DATASET EXTRACT

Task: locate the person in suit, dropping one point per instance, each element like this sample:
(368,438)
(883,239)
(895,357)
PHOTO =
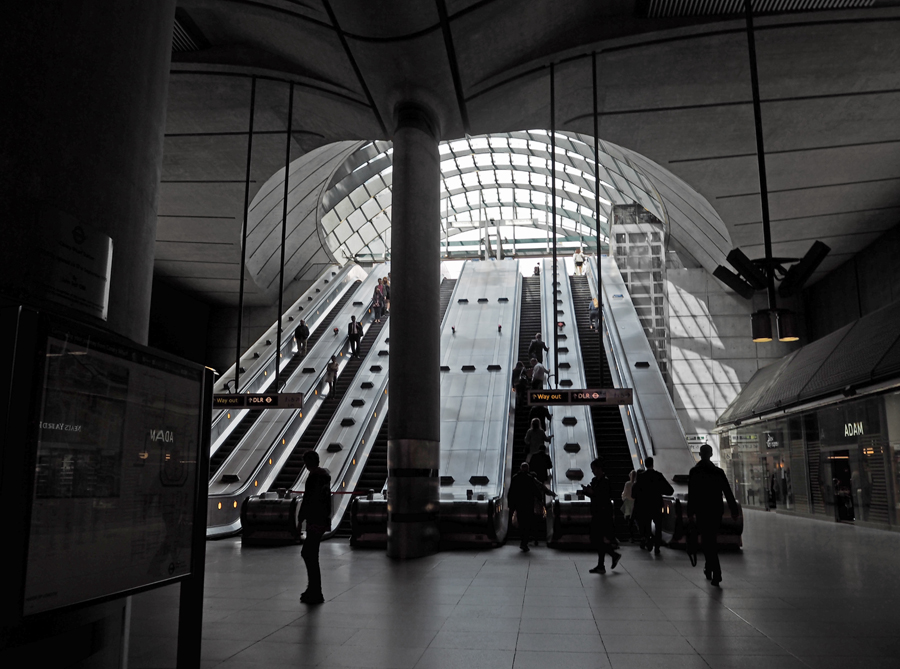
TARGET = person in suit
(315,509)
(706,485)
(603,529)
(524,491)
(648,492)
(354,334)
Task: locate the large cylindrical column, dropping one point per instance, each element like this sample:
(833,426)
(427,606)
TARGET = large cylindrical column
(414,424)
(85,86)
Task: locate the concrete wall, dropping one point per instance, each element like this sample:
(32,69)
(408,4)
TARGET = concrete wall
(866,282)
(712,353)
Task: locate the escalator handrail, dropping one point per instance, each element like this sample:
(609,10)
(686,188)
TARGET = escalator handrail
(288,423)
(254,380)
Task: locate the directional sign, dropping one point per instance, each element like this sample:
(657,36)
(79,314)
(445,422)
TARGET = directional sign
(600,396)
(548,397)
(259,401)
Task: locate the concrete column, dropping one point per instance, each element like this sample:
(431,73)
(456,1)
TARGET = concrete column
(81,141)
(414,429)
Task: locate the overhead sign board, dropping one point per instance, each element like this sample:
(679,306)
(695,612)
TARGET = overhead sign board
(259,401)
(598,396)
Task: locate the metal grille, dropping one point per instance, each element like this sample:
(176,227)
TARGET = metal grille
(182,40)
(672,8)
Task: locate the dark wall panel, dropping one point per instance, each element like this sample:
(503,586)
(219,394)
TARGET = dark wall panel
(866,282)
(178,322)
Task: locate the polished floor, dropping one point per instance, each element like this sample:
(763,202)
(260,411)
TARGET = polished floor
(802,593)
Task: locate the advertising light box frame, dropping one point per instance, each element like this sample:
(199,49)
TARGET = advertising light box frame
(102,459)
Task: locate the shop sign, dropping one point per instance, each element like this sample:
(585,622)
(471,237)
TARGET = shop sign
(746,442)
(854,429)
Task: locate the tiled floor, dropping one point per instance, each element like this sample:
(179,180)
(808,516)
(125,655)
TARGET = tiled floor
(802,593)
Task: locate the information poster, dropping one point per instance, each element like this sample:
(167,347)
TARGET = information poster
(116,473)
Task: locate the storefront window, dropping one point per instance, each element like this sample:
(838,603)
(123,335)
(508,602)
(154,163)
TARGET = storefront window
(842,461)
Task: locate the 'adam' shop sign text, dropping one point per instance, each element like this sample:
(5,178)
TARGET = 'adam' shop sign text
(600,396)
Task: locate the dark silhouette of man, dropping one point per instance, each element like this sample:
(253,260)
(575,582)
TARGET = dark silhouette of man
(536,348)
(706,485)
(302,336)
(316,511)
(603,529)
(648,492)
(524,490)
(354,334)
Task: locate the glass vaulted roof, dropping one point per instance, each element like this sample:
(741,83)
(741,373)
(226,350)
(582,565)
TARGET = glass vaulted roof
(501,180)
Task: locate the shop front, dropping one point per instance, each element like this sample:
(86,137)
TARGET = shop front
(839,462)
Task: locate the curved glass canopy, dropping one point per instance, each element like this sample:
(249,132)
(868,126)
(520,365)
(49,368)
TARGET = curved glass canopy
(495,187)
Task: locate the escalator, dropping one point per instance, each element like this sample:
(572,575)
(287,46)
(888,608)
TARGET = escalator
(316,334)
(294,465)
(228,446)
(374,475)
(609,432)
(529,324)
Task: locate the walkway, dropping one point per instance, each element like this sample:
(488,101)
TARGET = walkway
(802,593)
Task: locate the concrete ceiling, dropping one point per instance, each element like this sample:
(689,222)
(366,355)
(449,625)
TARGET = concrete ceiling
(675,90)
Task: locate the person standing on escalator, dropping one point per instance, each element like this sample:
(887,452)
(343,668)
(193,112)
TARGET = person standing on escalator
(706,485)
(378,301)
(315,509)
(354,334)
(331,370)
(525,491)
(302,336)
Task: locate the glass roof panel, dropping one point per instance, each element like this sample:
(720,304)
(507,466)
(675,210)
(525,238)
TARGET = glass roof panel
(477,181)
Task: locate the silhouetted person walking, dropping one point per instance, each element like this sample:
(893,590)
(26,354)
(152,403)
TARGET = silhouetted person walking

STATED TASK
Give the material again exactly as it is, but keep the pictures out.

ANSWER TO THIS TASK
Task: locate the person in suit, dropping one point per instance, each element like this sample:
(368,438)
(883,239)
(895,357)
PHOTO =
TARGET = person in suit
(315,509)
(706,485)
(603,529)
(524,491)
(648,492)
(354,334)
Task: locate the large cylindrical column, dropping one point per instance, each element like this sample:
(833,426)
(427,606)
TARGET = large cylindrical column
(414,424)
(85,86)
Task: locate the concrete wall, dropping one point per instance, each element like this sample:
(32,69)
(408,4)
TARGET = concrete wall
(866,282)
(712,353)
Task: locate the escalator handrail, dropping one point per instance, each element like this sample:
(609,10)
(686,188)
TARGET = escalator handrail
(288,423)
(254,380)
Task: locate the directional sign, dropping one point per instance, each element like this sample:
(657,36)
(79,314)
(445,422)
TARGET = directional sign
(600,396)
(548,397)
(259,401)
Task: locate the concrete column, dropping one point per instance, each element like this sample:
(431,73)
(456,1)
TARGET = concrete column
(81,141)
(414,429)
Task: locate the overhead sign board, dropping one point per instance, each element like this sample:
(679,306)
(695,612)
TARGET = overhead sign board
(259,401)
(598,396)
Task: locate the metal grille, dropping one point per instance, each element like this sample:
(176,227)
TARGET = metal grille
(182,40)
(672,8)
Task: locate the dark wall panel, dropping one point per instance, each element like this sample:
(503,586)
(219,394)
TARGET = dark wall panel
(866,282)
(178,322)
Task: locate the polished floor, dropping one point per instance, each element like this sample:
(763,202)
(260,411)
TARGET = polished floor
(802,593)
Task: locate the advertising light box frame, dropping one point per instance, each element like this sample:
(199,49)
TARGET = advertising light box frame
(102,459)
Task: locate the shop sign, dropping one point per instance, each element like this sample:
(585,622)
(471,237)
TARGET = shop sign
(746,442)
(854,429)
Task: locate the tiled floor, dropping one point per instance, each element like this sample:
(179,180)
(808,516)
(125,655)
TARGET = tiled floor
(802,593)
Task: locate the information poster, dropping one point per instance, each element like this sample:
(167,347)
TARGET = information poster
(116,473)
Task: locate the storefront window, dropping one point per instance, each element like this sample:
(838,603)
(123,335)
(508,602)
(154,163)
TARGET = storefront window
(842,461)
Task: locate the 'adam' shop sign text, dropping one point per instance, each element like this sample:
(5,178)
TARGET = 'adam' shop sign text
(600,396)
Task: locate the dark silhouette of man, dropping one point per instance, each element like this sample:
(253,260)
(575,582)
TARGET = dark silhouette of man
(536,348)
(706,485)
(302,336)
(316,511)
(603,529)
(648,492)
(524,490)
(354,334)
Task: locate the glass vaulted roof, dropping one point per instance, each element like this sample:
(741,83)
(741,373)
(226,350)
(582,565)
TARGET = glass vaulted roof
(501,180)
Task: locate the shop front, dropping one point per instance, each element like this sample:
(86,137)
TARGET = shop front
(839,462)
Task: locate the curved glass canopy, dropping one point per instance, each element like this sample:
(249,132)
(868,126)
(520,365)
(49,368)
TARGET = curved glass canopy
(495,187)
Task: locate the escalator, dropping one point per instance, each element like this sample:
(572,575)
(287,46)
(888,608)
TARGET = escalator
(316,334)
(294,465)
(228,446)
(374,475)
(609,432)
(529,324)
Task: locate the walkway, dropping one point per instance, each element like this sample:
(488,101)
TARGET = walkway
(802,593)
Task: locate the concrete ceiling, dropping one point per instance, each element like this sample:
(689,222)
(366,355)
(449,625)
TARGET = concrete ceiling
(675,90)
Task: locate the person standing on escalator, dropping one point per instance, each element like this sample:
(887,452)
(343,668)
(193,112)
TARGET = person standing on escalator
(706,485)
(378,301)
(315,509)
(354,334)
(331,370)
(525,491)
(302,336)
Task: locate the glass roof panel, dropping one point per instance, each element like this sample:
(720,304)
(507,466)
(675,210)
(525,238)
TARGET = glass roof panel
(477,181)
Task: locate the silhouetted person walking, dropping one point per instance, each element like this sample:
(893,590)
(26,354)
(152,403)
TARGET = silhouetted person walking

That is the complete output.